## Work to be completed
Transcribe each record word for word. Skip the images.

************

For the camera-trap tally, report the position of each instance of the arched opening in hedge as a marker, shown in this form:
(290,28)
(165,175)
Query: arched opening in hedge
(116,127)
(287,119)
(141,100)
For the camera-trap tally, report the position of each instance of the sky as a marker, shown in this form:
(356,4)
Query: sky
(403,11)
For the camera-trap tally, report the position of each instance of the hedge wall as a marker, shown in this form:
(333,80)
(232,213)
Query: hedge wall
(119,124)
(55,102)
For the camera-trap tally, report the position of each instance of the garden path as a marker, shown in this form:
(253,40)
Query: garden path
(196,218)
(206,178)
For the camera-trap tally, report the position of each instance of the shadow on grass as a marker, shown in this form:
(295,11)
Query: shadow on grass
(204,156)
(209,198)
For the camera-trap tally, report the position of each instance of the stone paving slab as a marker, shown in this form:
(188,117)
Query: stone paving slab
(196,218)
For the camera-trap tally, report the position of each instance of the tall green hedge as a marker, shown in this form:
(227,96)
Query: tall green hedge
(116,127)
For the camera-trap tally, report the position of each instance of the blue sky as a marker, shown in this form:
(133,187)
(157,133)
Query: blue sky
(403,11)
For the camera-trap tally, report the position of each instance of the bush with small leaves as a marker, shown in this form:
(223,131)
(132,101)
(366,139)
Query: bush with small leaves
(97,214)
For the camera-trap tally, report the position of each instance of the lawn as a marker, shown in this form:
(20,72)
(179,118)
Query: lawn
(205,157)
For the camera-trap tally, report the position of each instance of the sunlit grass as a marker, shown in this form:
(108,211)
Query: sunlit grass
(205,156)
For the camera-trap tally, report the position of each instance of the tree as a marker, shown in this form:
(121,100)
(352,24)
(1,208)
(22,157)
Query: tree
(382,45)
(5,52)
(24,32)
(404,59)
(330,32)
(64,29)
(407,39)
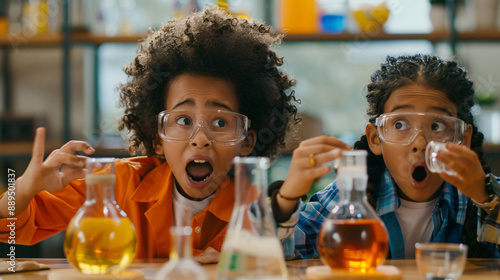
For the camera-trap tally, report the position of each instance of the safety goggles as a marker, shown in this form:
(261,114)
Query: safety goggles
(403,128)
(221,127)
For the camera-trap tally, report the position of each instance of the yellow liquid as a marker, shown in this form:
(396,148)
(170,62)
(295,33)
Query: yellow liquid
(99,245)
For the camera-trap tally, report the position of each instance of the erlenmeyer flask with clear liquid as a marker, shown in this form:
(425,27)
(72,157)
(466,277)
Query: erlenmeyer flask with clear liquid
(100,239)
(352,237)
(181,265)
(251,249)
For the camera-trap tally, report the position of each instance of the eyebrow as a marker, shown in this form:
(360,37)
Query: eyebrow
(434,108)
(209,103)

************

## Reply to the task
For the camera-trap tally, report the position of each instance of the arched opening in hedge as a marker, shown in this form:
(290,28)
(165,175)
Query: arched opening in hedge
(116,127)
(287,119)
(141,100)
For the camera-trap tally, report the position of each instance of the sky as a marker, shown in this form:
(356,4)
Query: sky
(403,11)
For the camera-trap tally, report the position of each instance of the hedge wall as a marker, shown in this form:
(333,80)
(232,213)
Query: hedge wall
(119,124)
(55,102)
For the camera-trap tally, report the position of each instance of the garden path as a marker, shown in this form:
(253,40)
Query: garden path
(196,218)
(206,178)
For the camera-trap tally, report the position of each instance of the shadow on grass as a marker, shown in this form:
(295,11)
Query: shadow on grass
(204,156)
(209,198)
For the camera-trap tally, report the position of each instance of the stone paving slab as a marker, shown in this form:
(188,117)
Query: stone paving slab
(196,218)
For the camera-trap tally, report the position of each instance of the tall green hedge as a marker, shown in this form:
(227,96)
Query: tall green hedge
(116,127)
For the camera-trap tally, report the position of each instance of the blue sky as a marker, shown in this form:
(133,187)
(157,133)
Query: blue sky
(403,11)
For the camera-trap tally, report the position of each instance of the bush with small leaves as a marker, shown in this form:
(223,131)
(132,101)
(366,139)
Query: bush with small leaves
(97,214)
For the camera-trap tally, report the position of each instance of the lawn as a marker, shown in this form:
(20,72)
(179,118)
Query: lawn
(205,157)
For the camera-trap tally, report the position of each instance of the sunlit grass as a marker, shown in this form:
(108,211)
Query: sunlit grass
(205,156)
For the camera-trap tally, report the position of each instance of the tree as a marker, shown in this form:
(121,100)
(352,24)
(1,208)
(22,157)
Query: tree
(382,45)
(5,52)
(24,32)
(404,59)
(330,32)
(64,29)
(407,39)
For the camera-trap tally, report the position of each instance of the safety goggles as a marker, shown in this form:
(261,114)
Query: safety goggles
(403,128)
(221,127)
For the camera-trap tally, report the position of each instance of the yellow liquid as a marker, shown in this form:
(396,148)
(170,62)
(295,33)
Query: yellow liquid
(99,245)
For the camera-trap tally, report the position of each instance of the erlenmeyer flask with clear liquid as a marker, shown in this form:
(425,27)
(72,157)
(466,277)
Query: erlenmeyer flask with clear liquid
(100,239)
(352,237)
(181,265)
(251,249)
For the camera-trap tally, report the position of each instance of the eyebrow as a marker, shown in this form:
(360,37)
Query: eyebrow
(434,108)
(209,103)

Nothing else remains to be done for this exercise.